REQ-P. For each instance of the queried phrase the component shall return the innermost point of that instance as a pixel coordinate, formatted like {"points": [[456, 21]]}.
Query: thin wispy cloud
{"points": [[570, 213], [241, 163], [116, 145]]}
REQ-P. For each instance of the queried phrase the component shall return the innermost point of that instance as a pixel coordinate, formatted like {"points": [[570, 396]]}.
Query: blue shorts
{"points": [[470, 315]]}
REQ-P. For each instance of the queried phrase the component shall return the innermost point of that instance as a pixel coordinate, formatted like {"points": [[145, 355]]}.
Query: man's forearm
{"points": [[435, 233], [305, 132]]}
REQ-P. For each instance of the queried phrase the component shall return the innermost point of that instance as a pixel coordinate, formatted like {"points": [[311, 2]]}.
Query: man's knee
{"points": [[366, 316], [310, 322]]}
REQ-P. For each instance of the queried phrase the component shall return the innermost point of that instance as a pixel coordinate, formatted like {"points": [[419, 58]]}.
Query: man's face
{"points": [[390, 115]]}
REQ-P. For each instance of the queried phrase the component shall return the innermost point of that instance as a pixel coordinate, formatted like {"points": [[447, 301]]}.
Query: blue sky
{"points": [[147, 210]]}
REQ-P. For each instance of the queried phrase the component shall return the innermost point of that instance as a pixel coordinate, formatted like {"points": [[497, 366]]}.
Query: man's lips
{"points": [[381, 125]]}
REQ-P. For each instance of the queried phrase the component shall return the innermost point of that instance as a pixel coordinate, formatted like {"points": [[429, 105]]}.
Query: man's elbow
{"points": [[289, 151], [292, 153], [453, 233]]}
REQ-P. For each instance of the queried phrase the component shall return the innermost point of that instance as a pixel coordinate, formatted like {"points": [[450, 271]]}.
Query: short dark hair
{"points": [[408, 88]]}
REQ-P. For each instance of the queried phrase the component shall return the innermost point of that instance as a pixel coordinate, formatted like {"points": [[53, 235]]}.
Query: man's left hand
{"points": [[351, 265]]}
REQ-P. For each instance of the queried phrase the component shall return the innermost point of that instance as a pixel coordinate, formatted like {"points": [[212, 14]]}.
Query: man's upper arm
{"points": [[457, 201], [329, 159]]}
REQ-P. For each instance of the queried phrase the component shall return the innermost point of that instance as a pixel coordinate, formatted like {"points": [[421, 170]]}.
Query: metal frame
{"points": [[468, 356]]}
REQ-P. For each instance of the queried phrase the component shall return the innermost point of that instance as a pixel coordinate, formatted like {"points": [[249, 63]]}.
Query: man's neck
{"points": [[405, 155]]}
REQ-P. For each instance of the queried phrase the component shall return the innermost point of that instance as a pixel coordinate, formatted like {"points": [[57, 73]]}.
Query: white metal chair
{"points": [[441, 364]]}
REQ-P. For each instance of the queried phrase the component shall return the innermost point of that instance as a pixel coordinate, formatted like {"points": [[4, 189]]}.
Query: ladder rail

• **GIVEN PROBLEM**
Repeat the material above in full, exactly as it stands.

• **RESPONSE TO THE EXERCISE**
REQ-P. For each instance of the queried phrase the component shall return the innermost point of that instance as a pixel coordinate, formatted like {"points": [[456, 21]]}.
Query: thin wispy cloud
{"points": [[570, 213], [241, 163], [116, 145]]}
REQ-P. For each instance of the queried phrase the component shall return the innermost point of that instance as a pixel coordinate, formatted like {"points": [[570, 396]]}.
Query: blue shorts
{"points": [[470, 315]]}
REQ-P. For each instance of the queried phrase the component shall return the innermost point of that instance as a pixel coordinate, formatted like {"points": [[145, 355]]}.
Query: man's forearm
{"points": [[435, 233], [305, 132]]}
REQ-P. For each instance of the queried phrase the component shall return the innermost point of that instance as a pixel coordinate, formatted like {"points": [[311, 2]]}.
Query: man's knee
{"points": [[366, 316], [310, 322]]}
REQ-P. For each instance of the queried phrase the component shall return the innermost point of that instance as a pixel coordinate, formatted like {"points": [[419, 58]]}.
Query: man's face
{"points": [[390, 115]]}
REQ-P. For each instance of the queried phrase the component shall return the innermost point of that instance as a pixel coordinate, formatted like {"points": [[447, 301]]}.
Query: blue sky
{"points": [[147, 210]]}
REQ-P. For each instance of the queried phrase the component shall return the innermost point of that instance as a pixel coordinate, formatted like {"points": [[497, 366]]}.
Query: man's lips
{"points": [[381, 125]]}
REQ-P. For each instance of the queried phrase the component shall return the innermost point of that instance as a pixel coordinate, formatted like {"points": [[429, 105]]}.
Query: man's elbow
{"points": [[289, 151], [292, 153], [453, 233]]}
REQ-P. For each instance of the queried phrase the component shall return the innermost point of that instance as a pixel coordinate, formatted like {"points": [[450, 271]]}.
Query: short dark hair
{"points": [[408, 88]]}
REQ-P. For each instance of the queried phrase the component shall return the innermost point of that instance as a pixel coordinate, formatted like {"points": [[53, 235]]}.
Query: man's left hand
{"points": [[351, 265]]}
REQ-P. For each instance of the queried phrase the component shall return the innermost point of that instance as a pixel coordinate, formatted like {"points": [[212, 14]]}.
Query: man's upper arm
{"points": [[457, 201], [329, 159]]}
REQ-P. For each instance of the queried phrase the component shall return the innermost point of that instance as a pixel coordinate, formatted like {"points": [[421, 170]]}.
Query: metal frame
{"points": [[468, 356]]}
REQ-P. For each instance of the queried phrase the component shall return the innermost point of that instance as a pixel coordinate, formatted like {"points": [[249, 63]]}.
Query: man's neck
{"points": [[405, 155]]}
REQ-P. For each instance of the queried phrase the component shall return the innermost point of that instance as a pixel coordinate, formatted like {"points": [[57, 73]]}.
Query: white metal chair
{"points": [[441, 364]]}
REQ-P. For each instance of the queried phrase the component shall return the innermost point of that instance as a pixel coordinate, formatted like {"points": [[4, 189]]}.
Query: ladder rail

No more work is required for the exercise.